§ **Pointing dataset entries**:
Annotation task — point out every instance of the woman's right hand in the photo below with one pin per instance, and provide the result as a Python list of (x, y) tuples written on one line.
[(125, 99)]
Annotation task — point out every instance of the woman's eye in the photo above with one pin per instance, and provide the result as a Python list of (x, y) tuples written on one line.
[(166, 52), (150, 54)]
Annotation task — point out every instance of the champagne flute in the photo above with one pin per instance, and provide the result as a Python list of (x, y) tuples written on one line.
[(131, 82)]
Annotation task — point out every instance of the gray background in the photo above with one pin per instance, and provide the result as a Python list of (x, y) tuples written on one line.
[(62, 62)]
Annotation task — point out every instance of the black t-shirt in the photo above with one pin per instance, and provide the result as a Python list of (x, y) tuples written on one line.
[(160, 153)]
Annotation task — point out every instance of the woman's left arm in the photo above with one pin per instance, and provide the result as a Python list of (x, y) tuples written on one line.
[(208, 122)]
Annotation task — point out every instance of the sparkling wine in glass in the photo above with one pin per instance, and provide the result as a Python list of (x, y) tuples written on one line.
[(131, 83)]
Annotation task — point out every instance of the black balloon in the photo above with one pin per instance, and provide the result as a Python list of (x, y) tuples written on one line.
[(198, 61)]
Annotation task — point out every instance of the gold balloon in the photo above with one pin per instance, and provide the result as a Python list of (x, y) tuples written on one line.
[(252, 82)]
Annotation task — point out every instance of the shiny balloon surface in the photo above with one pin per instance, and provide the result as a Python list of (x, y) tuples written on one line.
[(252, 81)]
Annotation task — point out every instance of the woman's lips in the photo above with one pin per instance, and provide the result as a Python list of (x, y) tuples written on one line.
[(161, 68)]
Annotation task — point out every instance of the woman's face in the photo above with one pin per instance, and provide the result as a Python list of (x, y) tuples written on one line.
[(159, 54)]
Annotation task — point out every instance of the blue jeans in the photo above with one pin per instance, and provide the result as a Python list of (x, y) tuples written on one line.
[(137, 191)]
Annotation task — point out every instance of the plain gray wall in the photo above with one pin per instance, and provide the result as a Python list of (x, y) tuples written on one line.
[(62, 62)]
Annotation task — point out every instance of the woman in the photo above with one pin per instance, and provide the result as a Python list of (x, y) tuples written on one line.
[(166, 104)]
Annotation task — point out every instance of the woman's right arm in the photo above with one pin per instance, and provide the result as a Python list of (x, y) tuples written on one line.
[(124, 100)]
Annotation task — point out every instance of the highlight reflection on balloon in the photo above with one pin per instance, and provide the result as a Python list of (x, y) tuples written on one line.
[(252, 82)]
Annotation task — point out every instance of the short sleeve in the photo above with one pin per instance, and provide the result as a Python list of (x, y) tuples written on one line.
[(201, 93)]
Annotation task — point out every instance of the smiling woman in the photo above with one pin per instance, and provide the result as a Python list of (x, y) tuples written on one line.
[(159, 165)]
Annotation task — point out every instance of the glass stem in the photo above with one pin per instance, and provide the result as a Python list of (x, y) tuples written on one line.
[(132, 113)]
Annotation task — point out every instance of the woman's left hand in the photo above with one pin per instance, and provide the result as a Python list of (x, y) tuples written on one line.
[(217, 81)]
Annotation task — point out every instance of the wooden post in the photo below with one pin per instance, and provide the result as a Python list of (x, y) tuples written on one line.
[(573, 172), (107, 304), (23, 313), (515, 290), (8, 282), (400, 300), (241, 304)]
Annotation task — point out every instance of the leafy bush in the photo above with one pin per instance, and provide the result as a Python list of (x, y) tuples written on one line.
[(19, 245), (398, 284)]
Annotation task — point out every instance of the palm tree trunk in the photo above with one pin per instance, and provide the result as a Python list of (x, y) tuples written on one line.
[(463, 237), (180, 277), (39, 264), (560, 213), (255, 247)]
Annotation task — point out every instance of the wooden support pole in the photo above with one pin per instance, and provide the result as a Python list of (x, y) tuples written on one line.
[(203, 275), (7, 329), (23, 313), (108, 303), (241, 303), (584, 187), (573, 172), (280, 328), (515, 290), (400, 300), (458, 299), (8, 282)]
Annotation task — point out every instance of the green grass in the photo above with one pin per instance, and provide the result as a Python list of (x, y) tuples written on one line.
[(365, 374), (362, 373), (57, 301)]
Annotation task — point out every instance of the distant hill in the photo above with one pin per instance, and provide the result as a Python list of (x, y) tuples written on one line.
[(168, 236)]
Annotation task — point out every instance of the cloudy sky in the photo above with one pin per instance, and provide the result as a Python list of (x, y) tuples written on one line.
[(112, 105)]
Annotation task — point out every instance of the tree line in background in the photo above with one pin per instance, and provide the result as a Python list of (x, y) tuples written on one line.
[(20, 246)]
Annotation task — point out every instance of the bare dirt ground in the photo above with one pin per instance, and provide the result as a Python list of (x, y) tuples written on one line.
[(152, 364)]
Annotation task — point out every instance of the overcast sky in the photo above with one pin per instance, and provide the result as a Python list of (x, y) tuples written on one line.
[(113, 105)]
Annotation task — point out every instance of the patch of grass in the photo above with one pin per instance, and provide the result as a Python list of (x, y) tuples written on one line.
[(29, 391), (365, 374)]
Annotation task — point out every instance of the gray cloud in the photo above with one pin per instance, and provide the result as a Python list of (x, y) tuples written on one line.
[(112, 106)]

§ **WHAT NEEDS TO BE DONE**: Swap "pin" for "marker" from the line with "Annotation task — point out every instance of the short" up to and including the line with "[(159, 165)]". Return only those lines, with everything else left unchanged.

§ **ANSWER**:
Annotation task — point out every instance of the short sleeve in the photo above with one marker per instance, and provide the result as a Python list of (x, y) tuples written on one line.
[(201, 93)]
Annotation task — point out every instance of the smiling woman in the photo above with one marker per instance, and provide the result as a Python list of (x, y) tuples written on one line.
[(159, 165)]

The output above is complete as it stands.